I would like to suggest a small modification: "A living person accused of a crime is presumed innocent until convicted by a court of law, and upon conviction there is an exception to the usual BLP policy on the inclusion of denials." This would clarify an exception to the usual BLP policy ("If the subject has denied such allegations, their denial(s) should be reported too"). We shouldn't feel obliged to always include denials of convicted people.
This small modification matches what the essay WP:NOTMANDY has said for years: "the Biographies of Living Persons (BLP) policy does not require denials be mentioned if a person has been 'convicted by a court of law', in which case they can be presumed guilty" (N.B. I was the lead author of that essay). Of course, this BLP clarification would still allow denials to be included in the rare case of convicted people whose denials are still reported after conviction, in reliable sources. Nor would this clarification apply in the rare case that a conviction is overturned (i.e. the clarification applies "upon" conviction, not forever "after" conviction).

▸ EXERCISE TASKS
• a. According to the BLP proposal, which essay has long said that denials need not be mentioned once a person is convicted?
• b. Please repeat the part of the BLP proposal starting at "I would like" and ending at "of convicted people.".
• c. Write the next part of the BLP proposal, following on from its last sentence.

▸ MATERIAL SUPPLIED
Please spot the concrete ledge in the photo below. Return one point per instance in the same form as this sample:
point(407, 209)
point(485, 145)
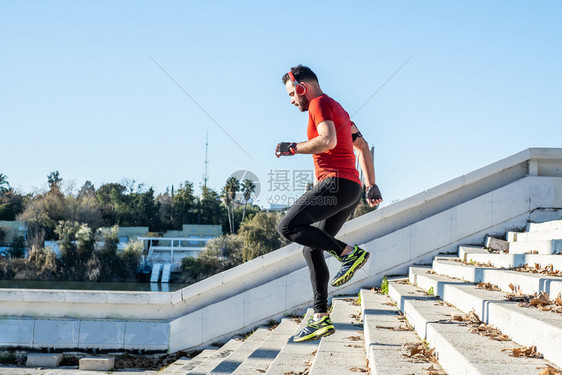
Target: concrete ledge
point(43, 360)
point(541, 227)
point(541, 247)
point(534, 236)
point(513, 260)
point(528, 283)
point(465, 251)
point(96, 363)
==
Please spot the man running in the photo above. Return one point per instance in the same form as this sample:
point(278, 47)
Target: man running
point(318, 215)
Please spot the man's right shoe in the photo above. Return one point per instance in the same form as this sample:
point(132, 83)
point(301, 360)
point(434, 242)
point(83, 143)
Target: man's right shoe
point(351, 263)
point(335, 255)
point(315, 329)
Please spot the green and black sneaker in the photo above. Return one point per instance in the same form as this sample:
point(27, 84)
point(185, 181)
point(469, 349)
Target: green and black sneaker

▸ WRITTEN RESPONSES
• a. WP:NOTMANDY

• b.
I would like to suggest a small modification: "A living person accused of a crime is presumed innocent until convicted by a court of law, and upon conviction there is an exception to the usual BLP policy on the inclusion of denials." This would clarify an exception to the usual BLP policy ("If the subject has denied such allegations, their denial(s) should be reported too"). We shouldn't feel obliged to always include denials of convicted people.

• c.
Thoughts? Anythingyouwant (talk) 09:43, 7 June 2026 (UTC)
- Have you considered the possibility of a wrongful conviction? Why wouldn't we include denials, such as:
- He was convicted but plans to appeal.
- He was convicted but continues to claim that he is innocent.
- Even including a sentence such as "He entered a plea of not guilty" is including the accused's denial of the allegations in the article.
- I think that a small change might be appropriate: It might be better to say that "their denial(s) should normally be reported too". I wouldn't weaken it beyond that. WhatamIdoing (talk) 00:00, 8 June 2026 (UTC)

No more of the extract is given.